• _Object position labeling entries_
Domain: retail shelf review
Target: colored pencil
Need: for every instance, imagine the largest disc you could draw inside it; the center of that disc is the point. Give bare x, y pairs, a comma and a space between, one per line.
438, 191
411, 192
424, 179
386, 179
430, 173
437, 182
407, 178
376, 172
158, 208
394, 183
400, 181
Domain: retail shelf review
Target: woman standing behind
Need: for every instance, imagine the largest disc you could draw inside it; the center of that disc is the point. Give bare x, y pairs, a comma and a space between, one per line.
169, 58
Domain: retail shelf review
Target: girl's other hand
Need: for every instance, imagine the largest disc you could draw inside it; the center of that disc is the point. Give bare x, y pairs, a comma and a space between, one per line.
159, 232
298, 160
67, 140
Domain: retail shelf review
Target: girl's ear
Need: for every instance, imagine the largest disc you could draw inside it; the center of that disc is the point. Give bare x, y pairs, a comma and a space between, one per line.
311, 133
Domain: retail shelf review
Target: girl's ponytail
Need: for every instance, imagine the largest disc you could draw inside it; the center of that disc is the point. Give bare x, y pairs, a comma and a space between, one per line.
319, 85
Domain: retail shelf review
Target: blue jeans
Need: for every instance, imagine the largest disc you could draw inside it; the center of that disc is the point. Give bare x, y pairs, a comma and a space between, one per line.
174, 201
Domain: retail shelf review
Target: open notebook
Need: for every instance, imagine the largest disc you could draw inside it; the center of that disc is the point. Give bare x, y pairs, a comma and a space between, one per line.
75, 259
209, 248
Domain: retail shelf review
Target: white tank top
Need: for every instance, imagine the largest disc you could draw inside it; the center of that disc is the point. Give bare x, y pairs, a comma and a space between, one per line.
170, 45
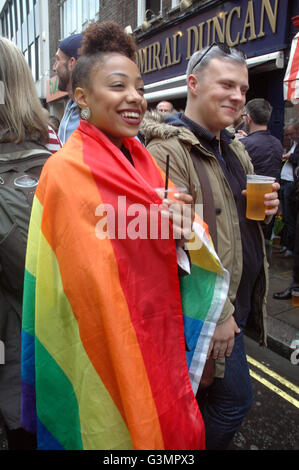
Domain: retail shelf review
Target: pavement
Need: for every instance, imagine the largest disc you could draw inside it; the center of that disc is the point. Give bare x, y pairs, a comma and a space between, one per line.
283, 317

• _GOAL_
In this exercise, set down all of the data exactly, without the pictures.

• _RESULT FOR THIS EXERCISE_
Domain: retail shelf review
Target: colored pencil
Need: for every instance, imagine the largest disc you could draw inside it; the center of that disc is the point. Give bare x, y pairs, a comma and a space between, one per line.
438, 191
411, 192
424, 179
386, 179
430, 173
437, 182
407, 178
376, 172
158, 208
394, 183
400, 181
Domain: retail shelf review
Target: woman standing behind
Need: for every instance, imagine the largest disc you could draw inside it; the center of that disc is the point. Give bare x, y pairs, a comma and a space between, one per line.
169, 58
Domain: retail shelf review
Target: girl's other hand
Need: for every instance, imagine the largest disc you could draw inside it; the center of that disc is the point. Give bare x, y pairs, a comma and a space between, one per line.
159, 232
298, 160
67, 140
Domain: retail shelf review
Target: girl's ear
Need: for every instance, imagine the largest disc you could draw inside it; the center of that disc is the point. Give bare x, y pairs, a comma and a space between, one per line.
311, 133
Domain: retail shelf review
Target: girl's ponytail
Need: for every instance, imagine the largest disc you could draw inside it; the center of that disc is the point. Give bare x, y pairs, a comma and a space between, one per line.
319, 85
Domain: retail shelf review
Target: blue jeans
Need: for every instance, imagine the largest disc you could draw inside it; the center of that disc is the point. Give bare x, y pairs, a comma and a space between, one per line.
174, 201
Domain: retail shelf review
Target: open notebook
Need: for every instance, imagine the largest disc you could draw inside it; the center of that disc is the point. Give bare x, y pairs, a comma and a space between, one per line.
75, 259
209, 248
Domain: retail shelf review
Target: white tank top
Need: for every instance, imagine the largest disc you could draw inside it; the center of that disc is the point. Give bare x, y pairs, a comma and a space between, one per line.
170, 45
Domain: retail shelf review
Target: pavement
Need: for every instance, imagine the largest disc you could draw inside it; the center of that disc is the point. Give bare x, y pairs, a comma and a space between, one per line.
283, 317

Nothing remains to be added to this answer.